#### Task:
Count the lines of the records below that hold the word "riverbank", and give only the number.

##### Supplied data

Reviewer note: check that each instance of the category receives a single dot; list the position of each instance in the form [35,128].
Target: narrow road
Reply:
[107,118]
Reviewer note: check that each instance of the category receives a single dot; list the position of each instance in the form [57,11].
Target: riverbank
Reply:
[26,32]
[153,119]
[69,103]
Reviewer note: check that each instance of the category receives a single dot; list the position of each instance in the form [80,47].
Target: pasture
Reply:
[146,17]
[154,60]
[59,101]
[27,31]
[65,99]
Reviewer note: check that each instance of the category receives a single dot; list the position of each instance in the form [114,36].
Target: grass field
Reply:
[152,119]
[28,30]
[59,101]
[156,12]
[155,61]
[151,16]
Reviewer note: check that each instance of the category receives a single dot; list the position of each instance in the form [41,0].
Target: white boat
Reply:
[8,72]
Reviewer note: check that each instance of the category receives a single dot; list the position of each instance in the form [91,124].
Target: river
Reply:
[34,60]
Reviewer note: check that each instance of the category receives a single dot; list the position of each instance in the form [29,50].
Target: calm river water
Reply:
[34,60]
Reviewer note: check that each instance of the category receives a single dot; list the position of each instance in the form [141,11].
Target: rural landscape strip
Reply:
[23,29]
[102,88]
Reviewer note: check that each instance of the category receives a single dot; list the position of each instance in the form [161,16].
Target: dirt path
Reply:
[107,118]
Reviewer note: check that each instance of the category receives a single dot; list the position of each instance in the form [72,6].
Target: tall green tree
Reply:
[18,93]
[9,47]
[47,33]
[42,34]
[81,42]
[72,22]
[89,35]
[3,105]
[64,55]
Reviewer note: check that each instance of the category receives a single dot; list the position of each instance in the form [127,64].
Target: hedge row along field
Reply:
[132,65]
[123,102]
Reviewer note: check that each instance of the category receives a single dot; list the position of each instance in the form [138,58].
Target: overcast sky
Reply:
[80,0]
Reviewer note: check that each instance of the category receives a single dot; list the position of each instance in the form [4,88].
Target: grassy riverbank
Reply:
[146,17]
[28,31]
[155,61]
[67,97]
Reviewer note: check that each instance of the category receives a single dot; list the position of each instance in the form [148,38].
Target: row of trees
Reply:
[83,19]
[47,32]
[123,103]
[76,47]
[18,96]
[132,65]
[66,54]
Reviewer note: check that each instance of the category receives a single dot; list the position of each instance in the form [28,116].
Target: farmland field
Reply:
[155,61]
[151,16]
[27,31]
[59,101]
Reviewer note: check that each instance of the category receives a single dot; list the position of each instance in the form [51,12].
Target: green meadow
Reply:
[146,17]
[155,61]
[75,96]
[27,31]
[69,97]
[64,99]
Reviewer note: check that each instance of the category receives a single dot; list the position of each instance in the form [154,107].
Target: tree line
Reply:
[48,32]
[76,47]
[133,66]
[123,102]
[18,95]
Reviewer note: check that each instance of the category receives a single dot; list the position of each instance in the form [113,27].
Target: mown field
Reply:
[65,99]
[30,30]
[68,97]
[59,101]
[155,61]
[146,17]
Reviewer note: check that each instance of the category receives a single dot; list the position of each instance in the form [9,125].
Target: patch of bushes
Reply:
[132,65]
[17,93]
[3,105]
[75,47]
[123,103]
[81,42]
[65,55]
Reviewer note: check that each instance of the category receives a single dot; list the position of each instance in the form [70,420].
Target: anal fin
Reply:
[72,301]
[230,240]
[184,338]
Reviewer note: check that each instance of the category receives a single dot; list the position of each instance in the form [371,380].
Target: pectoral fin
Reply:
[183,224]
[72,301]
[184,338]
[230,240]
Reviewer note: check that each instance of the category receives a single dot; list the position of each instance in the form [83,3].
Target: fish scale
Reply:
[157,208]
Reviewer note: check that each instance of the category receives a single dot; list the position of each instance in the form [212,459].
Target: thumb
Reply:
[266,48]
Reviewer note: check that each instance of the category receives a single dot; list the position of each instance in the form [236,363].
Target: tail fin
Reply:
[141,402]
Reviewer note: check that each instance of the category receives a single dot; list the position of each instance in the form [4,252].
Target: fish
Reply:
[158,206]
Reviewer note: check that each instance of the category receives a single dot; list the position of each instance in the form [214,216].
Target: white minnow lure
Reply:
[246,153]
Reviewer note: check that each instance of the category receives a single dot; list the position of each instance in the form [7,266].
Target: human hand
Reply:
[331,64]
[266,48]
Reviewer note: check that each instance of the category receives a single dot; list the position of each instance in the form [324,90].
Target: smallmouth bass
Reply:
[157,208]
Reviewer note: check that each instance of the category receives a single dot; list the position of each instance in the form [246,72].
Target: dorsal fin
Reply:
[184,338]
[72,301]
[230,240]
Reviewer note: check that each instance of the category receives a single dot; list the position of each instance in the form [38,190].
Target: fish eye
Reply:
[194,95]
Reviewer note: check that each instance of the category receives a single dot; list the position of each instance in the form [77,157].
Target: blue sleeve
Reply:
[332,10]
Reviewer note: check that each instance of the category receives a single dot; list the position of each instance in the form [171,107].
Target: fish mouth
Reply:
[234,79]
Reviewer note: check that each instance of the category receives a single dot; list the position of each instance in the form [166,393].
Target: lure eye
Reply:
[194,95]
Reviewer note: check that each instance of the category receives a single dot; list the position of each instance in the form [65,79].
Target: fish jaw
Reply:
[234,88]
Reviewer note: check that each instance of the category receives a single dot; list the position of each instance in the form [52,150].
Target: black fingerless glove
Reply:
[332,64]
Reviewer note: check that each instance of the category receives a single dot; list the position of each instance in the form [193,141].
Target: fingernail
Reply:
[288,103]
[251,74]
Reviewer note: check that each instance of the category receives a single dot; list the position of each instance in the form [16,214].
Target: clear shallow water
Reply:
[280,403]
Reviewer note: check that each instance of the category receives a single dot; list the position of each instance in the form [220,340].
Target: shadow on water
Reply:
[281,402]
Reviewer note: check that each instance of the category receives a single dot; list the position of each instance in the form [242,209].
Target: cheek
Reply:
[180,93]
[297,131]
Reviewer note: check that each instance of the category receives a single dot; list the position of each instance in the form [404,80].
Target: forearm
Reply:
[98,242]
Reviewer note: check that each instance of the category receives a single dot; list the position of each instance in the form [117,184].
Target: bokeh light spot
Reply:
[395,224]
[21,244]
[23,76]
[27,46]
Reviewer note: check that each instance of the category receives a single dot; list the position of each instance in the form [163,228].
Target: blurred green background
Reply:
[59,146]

##########

#### Result for this exercise:
2